(Dataset excerpt)
-*-

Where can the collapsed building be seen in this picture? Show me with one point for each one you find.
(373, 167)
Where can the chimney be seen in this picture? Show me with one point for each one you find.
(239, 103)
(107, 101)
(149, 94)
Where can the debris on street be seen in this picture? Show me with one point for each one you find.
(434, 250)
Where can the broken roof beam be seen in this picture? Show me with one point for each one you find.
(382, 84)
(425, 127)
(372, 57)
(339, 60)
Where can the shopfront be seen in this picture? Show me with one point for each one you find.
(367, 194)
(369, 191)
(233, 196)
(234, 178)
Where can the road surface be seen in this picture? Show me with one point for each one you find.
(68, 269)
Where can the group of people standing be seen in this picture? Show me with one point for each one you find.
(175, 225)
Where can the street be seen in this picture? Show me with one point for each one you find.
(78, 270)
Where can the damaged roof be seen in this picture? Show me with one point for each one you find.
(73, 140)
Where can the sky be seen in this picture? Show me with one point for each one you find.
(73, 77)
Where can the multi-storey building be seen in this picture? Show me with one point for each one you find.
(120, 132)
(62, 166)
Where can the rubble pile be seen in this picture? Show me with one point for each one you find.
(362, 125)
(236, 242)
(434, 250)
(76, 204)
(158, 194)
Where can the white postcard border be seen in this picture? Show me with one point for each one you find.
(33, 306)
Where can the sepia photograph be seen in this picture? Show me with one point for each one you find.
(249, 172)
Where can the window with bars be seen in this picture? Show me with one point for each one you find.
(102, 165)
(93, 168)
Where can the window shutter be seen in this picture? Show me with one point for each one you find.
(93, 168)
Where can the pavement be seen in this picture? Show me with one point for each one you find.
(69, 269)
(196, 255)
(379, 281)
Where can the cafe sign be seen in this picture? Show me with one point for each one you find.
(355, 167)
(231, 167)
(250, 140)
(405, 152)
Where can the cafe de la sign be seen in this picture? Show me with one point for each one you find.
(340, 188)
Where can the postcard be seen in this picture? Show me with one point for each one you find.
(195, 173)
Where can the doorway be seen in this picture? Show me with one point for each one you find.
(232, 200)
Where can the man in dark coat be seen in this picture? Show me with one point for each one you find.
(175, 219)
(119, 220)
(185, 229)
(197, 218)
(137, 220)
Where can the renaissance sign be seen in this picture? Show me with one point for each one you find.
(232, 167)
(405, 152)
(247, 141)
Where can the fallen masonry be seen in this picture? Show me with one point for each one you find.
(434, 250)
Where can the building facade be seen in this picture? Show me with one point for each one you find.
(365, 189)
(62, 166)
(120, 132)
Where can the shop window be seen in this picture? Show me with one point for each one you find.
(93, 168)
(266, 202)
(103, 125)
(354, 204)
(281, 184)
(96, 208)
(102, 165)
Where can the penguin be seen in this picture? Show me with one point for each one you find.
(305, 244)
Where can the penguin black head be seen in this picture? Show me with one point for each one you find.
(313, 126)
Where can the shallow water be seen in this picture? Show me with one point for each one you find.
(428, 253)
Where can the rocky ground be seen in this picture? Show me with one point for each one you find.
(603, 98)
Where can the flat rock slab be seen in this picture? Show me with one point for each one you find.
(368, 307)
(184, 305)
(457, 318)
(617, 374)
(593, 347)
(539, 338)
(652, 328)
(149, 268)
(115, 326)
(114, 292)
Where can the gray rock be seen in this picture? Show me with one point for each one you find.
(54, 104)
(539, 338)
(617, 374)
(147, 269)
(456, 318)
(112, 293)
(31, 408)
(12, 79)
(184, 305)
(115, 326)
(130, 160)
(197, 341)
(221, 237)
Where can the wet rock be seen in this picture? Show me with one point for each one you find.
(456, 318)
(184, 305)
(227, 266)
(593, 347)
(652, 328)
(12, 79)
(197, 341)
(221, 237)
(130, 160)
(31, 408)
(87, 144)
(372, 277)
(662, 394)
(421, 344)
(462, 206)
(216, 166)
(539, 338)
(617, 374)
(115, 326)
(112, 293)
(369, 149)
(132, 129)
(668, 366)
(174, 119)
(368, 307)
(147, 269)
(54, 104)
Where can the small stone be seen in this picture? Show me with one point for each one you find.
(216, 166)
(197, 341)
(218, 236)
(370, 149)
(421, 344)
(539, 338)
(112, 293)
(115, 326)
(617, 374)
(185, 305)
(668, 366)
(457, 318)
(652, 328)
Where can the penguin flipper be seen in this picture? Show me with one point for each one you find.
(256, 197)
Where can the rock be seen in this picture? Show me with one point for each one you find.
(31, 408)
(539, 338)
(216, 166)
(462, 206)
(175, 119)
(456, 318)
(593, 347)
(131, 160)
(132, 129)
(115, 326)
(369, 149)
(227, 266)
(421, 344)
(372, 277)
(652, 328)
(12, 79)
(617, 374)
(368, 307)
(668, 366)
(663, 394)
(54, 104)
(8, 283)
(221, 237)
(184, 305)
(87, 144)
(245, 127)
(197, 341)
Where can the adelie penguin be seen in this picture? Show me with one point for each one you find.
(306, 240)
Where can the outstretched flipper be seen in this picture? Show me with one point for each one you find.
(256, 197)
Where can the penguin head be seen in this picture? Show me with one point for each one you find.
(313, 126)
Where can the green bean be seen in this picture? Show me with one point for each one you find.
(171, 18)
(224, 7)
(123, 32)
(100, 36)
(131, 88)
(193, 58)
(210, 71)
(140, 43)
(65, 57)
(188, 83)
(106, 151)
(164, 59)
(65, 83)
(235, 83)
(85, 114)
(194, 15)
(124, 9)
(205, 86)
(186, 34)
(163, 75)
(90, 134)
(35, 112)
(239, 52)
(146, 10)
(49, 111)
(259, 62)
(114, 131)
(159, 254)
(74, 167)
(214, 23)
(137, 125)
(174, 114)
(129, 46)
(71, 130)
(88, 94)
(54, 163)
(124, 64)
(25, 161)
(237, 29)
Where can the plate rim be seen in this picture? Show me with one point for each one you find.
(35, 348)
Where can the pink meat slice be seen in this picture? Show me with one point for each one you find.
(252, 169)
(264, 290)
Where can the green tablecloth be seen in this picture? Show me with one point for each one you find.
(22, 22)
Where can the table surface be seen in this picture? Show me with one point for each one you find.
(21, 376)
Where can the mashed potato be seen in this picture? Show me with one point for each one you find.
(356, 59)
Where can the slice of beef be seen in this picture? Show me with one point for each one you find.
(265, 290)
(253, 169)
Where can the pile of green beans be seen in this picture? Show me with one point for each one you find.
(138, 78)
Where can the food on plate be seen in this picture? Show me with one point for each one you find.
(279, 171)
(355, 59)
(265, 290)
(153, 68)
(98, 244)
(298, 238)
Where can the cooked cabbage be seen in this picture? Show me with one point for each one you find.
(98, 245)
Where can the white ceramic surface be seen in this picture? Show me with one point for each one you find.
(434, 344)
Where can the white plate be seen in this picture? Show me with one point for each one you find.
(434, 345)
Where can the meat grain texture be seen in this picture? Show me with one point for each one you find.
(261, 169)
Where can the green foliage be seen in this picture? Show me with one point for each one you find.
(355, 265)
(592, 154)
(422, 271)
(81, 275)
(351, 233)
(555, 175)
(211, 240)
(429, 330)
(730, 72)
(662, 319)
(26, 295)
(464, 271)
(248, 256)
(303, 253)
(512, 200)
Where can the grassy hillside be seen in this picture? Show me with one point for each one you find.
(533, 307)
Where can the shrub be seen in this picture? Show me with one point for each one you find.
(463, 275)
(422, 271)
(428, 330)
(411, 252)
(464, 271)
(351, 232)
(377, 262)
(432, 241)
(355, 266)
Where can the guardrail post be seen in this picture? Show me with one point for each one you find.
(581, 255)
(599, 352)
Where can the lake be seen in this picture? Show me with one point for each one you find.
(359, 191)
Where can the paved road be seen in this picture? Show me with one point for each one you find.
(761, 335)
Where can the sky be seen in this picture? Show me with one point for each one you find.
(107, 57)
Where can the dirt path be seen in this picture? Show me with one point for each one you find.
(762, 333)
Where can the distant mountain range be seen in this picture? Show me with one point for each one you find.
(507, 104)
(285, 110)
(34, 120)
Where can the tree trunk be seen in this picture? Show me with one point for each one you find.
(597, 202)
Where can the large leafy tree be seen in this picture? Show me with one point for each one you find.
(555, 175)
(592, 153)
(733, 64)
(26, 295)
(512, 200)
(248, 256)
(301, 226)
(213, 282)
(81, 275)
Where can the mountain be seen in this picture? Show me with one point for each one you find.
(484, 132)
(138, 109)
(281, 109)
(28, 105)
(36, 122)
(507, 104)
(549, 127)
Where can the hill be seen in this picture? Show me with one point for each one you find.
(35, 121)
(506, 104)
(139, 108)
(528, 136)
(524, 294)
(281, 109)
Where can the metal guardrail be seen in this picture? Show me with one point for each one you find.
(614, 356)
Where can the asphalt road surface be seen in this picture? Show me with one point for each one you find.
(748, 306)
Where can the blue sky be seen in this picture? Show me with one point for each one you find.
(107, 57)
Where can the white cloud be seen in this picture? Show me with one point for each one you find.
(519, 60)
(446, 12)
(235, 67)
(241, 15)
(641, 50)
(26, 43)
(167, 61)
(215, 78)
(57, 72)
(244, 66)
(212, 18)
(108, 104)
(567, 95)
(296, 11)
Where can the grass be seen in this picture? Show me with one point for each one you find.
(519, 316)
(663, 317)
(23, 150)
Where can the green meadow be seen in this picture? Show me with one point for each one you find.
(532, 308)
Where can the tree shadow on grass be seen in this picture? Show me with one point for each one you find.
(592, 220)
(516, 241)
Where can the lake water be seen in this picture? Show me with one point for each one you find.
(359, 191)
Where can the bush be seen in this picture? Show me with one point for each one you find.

-*-

Which lines run from the one containing "Where can the mountain" to the end of the entries above? Quote exactly those, and only those.

Where can the mountain be seen in this picture? Show me with one point for each one you find.
(484, 132)
(138, 109)
(281, 109)
(28, 105)
(36, 122)
(507, 104)
(549, 127)
Where can the hill be seen in this picture? Show me with one point for each one you find.
(35, 121)
(506, 104)
(139, 108)
(528, 136)
(524, 294)
(281, 109)
Where can the metal guardrail be seen in this picture? Show me with one point for each one you find.
(614, 356)
Where can the asphalt road surface be seen in this picture? Show me with one point for each one you find.
(748, 306)
Where can the blue sky be seen in this picture? Show me with one point for each one you find.
(107, 57)
Where can the white cloud be seen in this picture? Show me with one point for each one you find.
(519, 60)
(446, 12)
(235, 67)
(241, 15)
(641, 50)
(26, 43)
(167, 61)
(215, 78)
(57, 72)
(244, 66)
(212, 18)
(108, 104)
(567, 95)
(296, 11)
Where can the grass be seen in this picture? Show me with one point for each one you find.
(519, 316)
(663, 317)
(23, 150)
Where can the green meadow be seen in this picture? Show me with one point for each one you find.
(532, 308)
Where can the tree shadow on grass be seen in this picture? Show me with one point for each one you find.
(592, 220)
(516, 241)
Where can the lake water be seen in this picture? Show me with one point for each one you find.
(359, 191)
Where can the bush be seen in this picture? Show me with one point for each one you find.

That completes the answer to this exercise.